* _SOURCE DATA_:
--- --- ---
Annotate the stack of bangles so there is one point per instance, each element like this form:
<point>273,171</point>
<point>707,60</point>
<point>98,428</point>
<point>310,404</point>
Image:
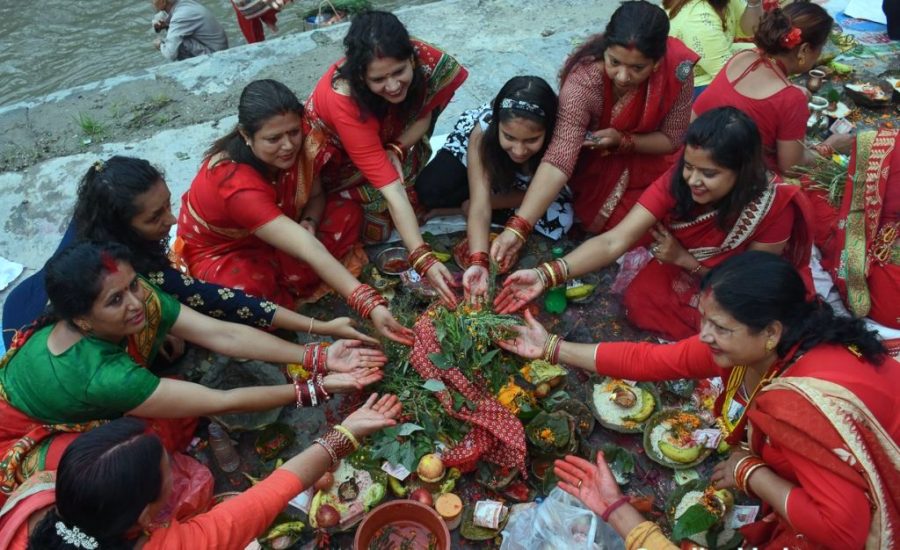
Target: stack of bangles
<point>551,349</point>
<point>743,469</point>
<point>553,274</point>
<point>364,299</point>
<point>338,442</point>
<point>310,390</point>
<point>481,259</point>
<point>626,143</point>
<point>519,226</point>
<point>398,149</point>
<point>422,259</point>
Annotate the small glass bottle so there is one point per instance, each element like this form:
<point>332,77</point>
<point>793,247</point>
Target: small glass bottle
<point>555,301</point>
<point>223,449</point>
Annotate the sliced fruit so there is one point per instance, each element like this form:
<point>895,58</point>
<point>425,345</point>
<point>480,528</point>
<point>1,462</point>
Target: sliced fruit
<point>648,403</point>
<point>682,455</point>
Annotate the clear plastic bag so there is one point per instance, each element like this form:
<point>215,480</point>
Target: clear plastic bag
<point>561,521</point>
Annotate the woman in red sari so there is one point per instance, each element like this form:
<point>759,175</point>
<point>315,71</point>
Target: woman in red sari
<point>368,123</point>
<point>858,238</point>
<point>789,41</point>
<point>716,203</point>
<point>630,90</point>
<point>812,394</point>
<point>256,219</point>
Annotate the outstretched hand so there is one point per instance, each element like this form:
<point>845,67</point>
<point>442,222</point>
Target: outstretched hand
<point>519,288</point>
<point>594,485</point>
<point>349,382</point>
<point>529,340</point>
<point>349,355</point>
<point>390,328</point>
<point>345,327</point>
<point>505,248</point>
<point>375,414</point>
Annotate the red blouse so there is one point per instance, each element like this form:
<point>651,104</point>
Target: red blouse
<point>658,199</point>
<point>779,117</point>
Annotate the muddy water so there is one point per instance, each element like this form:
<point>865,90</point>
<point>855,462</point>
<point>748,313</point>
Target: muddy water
<point>49,45</point>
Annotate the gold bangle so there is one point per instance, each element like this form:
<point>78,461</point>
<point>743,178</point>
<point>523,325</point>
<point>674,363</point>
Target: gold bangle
<point>348,434</point>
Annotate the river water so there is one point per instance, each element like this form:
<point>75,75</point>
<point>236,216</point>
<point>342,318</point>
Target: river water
<point>48,45</point>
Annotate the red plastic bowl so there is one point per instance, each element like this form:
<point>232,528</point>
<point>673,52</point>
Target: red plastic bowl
<point>401,510</point>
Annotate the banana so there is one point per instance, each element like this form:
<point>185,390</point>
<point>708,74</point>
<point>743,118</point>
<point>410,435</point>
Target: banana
<point>579,291</point>
<point>648,403</point>
<point>683,455</point>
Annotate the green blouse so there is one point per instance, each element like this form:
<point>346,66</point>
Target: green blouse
<point>92,380</point>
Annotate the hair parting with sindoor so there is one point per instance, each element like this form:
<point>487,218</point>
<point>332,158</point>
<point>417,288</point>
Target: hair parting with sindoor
<point>378,35</point>
<point>635,24</point>
<point>106,477</point>
<point>260,101</point>
<point>732,140</point>
<point>107,203</point>
<point>534,90</point>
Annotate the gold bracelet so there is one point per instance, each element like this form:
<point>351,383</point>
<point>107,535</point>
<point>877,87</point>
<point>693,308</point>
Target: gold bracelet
<point>348,434</point>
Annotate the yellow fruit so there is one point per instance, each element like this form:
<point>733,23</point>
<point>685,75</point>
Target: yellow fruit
<point>580,291</point>
<point>648,403</point>
<point>682,455</point>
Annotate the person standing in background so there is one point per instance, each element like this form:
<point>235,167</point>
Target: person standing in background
<point>192,29</point>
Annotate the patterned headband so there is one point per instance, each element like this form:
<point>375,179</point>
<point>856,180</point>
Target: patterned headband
<point>520,105</point>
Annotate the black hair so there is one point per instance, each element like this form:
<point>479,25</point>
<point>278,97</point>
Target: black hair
<point>758,288</point>
<point>74,276</point>
<point>532,99</point>
<point>374,35</point>
<point>260,101</point>
<point>106,205</point>
<point>812,20</point>
<point>732,140</point>
<point>105,479</point>
<point>634,24</point>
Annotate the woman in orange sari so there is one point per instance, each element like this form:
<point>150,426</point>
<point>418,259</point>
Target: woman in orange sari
<point>256,219</point>
<point>716,203</point>
<point>368,123</point>
<point>629,89</point>
<point>811,395</point>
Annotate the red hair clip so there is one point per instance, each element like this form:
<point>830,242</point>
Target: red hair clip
<point>792,38</point>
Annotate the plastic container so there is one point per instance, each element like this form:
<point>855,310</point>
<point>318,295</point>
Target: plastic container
<point>223,449</point>
<point>555,301</point>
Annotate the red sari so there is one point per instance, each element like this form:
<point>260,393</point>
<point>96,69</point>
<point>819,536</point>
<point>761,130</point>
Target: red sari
<point>827,424</point>
<point>228,202</point>
<point>859,241</point>
<point>606,185</point>
<point>349,149</point>
<point>663,297</point>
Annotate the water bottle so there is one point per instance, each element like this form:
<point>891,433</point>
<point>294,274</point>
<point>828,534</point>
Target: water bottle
<point>223,449</point>
<point>555,301</point>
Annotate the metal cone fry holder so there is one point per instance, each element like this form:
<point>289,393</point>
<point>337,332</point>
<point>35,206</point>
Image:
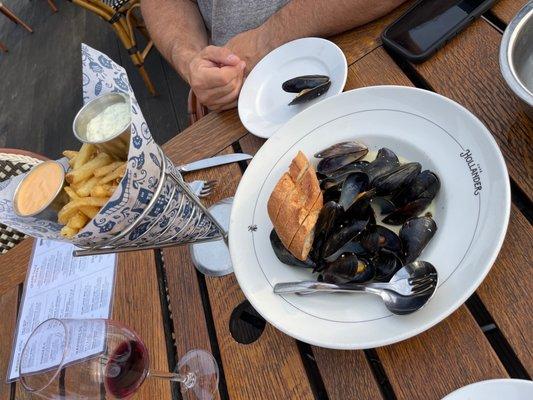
--- --- ---
Update the rows above by swapping every "one point per instance" for "a single point for each instance", keeping everything else the same. Leave the pictures out.

Annotate the stack of bangles so there is a single point for each instance, each element like this form:
<point>273,171</point>
<point>707,60</point>
<point>98,428</point>
<point>310,404</point>
Image:
Target: stack of bangles
<point>551,349</point>
<point>743,469</point>
<point>553,274</point>
<point>364,299</point>
<point>338,442</point>
<point>310,390</point>
<point>481,259</point>
<point>626,143</point>
<point>519,226</point>
<point>398,149</point>
<point>422,259</point>
Annotate the small glass bottle so there is a single point for each instance, each element like this form:
<point>332,77</point>
<point>793,247</point>
Target: small glass bottle
<point>555,301</point>
<point>223,449</point>
Annotate the sliced fruit so there is a single point for each instance, each element like this form:
<point>895,58</point>
<point>425,345</point>
<point>480,528</point>
<point>1,462</point>
Target: sliced fruit
<point>648,403</point>
<point>682,455</point>
Annotate the clear plastic bag so there is a single point for each instance, each element like this form:
<point>215,480</point>
Target: clear plastic bag
<point>561,521</point>
Annotate the woman in red sari so there is a single point for each instance, each element like this form:
<point>759,175</point>
<point>315,71</point>
Target: woman in red sari
<point>368,123</point>
<point>858,238</point>
<point>789,41</point>
<point>716,203</point>
<point>630,90</point>
<point>812,394</point>
<point>256,219</point>
Annotate the outstretched hand so there is a single point for each instance, each element like this form:
<point>845,67</point>
<point>442,222</point>
Target: outstretched hand
<point>519,288</point>
<point>594,485</point>
<point>349,382</point>
<point>529,340</point>
<point>349,355</point>
<point>390,328</point>
<point>345,327</point>
<point>505,248</point>
<point>375,414</point>
Annotate the red blouse so there is a single point for each instance, each element like this form:
<point>651,104</point>
Target: red blouse
<point>658,199</point>
<point>779,117</point>
Annotate the muddy water so there is a single point for each instance, each element like this form:
<point>865,90</point>
<point>855,462</point>
<point>748,313</point>
Target: muddy water
<point>49,45</point>
Annotate the gold bangle so there is a single point for each instance, each element like this form:
<point>78,461</point>
<point>743,178</point>
<point>523,325</point>
<point>674,363</point>
Target: gold bangle
<point>348,434</point>
Annotate the river water so there is a single point for each instance, each element like this form:
<point>75,75</point>
<point>236,216</point>
<point>342,318</point>
Target: river water
<point>48,45</point>
Annotate the red plastic bowl so there is a single point for each instance, each element like this form:
<point>232,528</point>
<point>673,52</point>
Target: red plastic bowl
<point>401,510</point>
Annotate the banana so there is a single point for each instance, each element like this form:
<point>185,390</point>
<point>708,74</point>
<point>743,118</point>
<point>410,435</point>
Target: banana
<point>579,291</point>
<point>648,403</point>
<point>683,455</point>
Annotate the green blouse so there is a single point for each instance, each element like this form:
<point>346,66</point>
Target: green blouse
<point>92,380</point>
Annotate the hair parting with sindoor so there is a single point for each instance, each element like this form:
<point>487,218</point>
<point>332,158</point>
<point>417,288</point>
Target: hair parting with sindoor
<point>378,35</point>
<point>635,24</point>
<point>106,477</point>
<point>260,101</point>
<point>732,140</point>
<point>107,203</point>
<point>534,90</point>
Annotate the gold bracelet so there is a single point for each instance, each element like this form:
<point>351,383</point>
<point>107,535</point>
<point>877,87</point>
<point>693,308</point>
Target: gold bracelet
<point>348,434</point>
Annotate the yellow fruit so there is a single point for each instance, each element like this form:
<point>733,23</point>
<point>685,75</point>
Target: yellow fruit
<point>580,291</point>
<point>648,403</point>
<point>682,455</point>
Annotate the person standing in background so there is a single point for each instance, each element like this form:
<point>235,167</point>
Target: person standing in background
<point>192,29</point>
Annotate the patterned headband so there is a single point for each instance, each element like this form:
<point>375,179</point>
<point>856,180</point>
Target: patterned headband
<point>520,105</point>
Annotate the black hair so there is a single point for each instance, each element like this form:
<point>479,25</point>
<point>278,97</point>
Target: black hair
<point>758,288</point>
<point>74,276</point>
<point>532,99</point>
<point>374,35</point>
<point>260,101</point>
<point>106,205</point>
<point>812,20</point>
<point>732,140</point>
<point>105,479</point>
<point>634,24</point>
Annotate the woman in orange sari so there is a single point for each instance, each element like this form:
<point>150,426</point>
<point>418,259</point>
Target: woman in orange sari
<point>256,219</point>
<point>716,203</point>
<point>368,123</point>
<point>629,89</point>
<point>811,395</point>
Annotate the red hair clip so there is a single point for each instance, each element like this form:
<point>830,242</point>
Target: red hair clip
<point>792,38</point>
Annotate the plastic container so there is a single point for each instance, each element like this form:
<point>855,310</point>
<point>318,295</point>
Target: plastic container
<point>223,449</point>
<point>555,301</point>
Annotate the red sari so there is a single point for each instance, each element like this form:
<point>260,393</point>
<point>96,69</point>
<point>819,536</point>
<point>761,130</point>
Target: red sari
<point>827,424</point>
<point>228,202</point>
<point>859,241</point>
<point>606,185</point>
<point>349,149</point>
<point>663,297</point>
Annotate the water bottle so there is a single point for each instance, each element like this form:
<point>891,433</point>
<point>294,274</point>
<point>828,534</point>
Target: water bottle
<point>223,449</point>
<point>555,301</point>
Annotate the metal cone fry holder so there is a single point for each instance, each element like this form:
<point>289,393</point>
<point>337,332</point>
<point>35,206</point>
Image:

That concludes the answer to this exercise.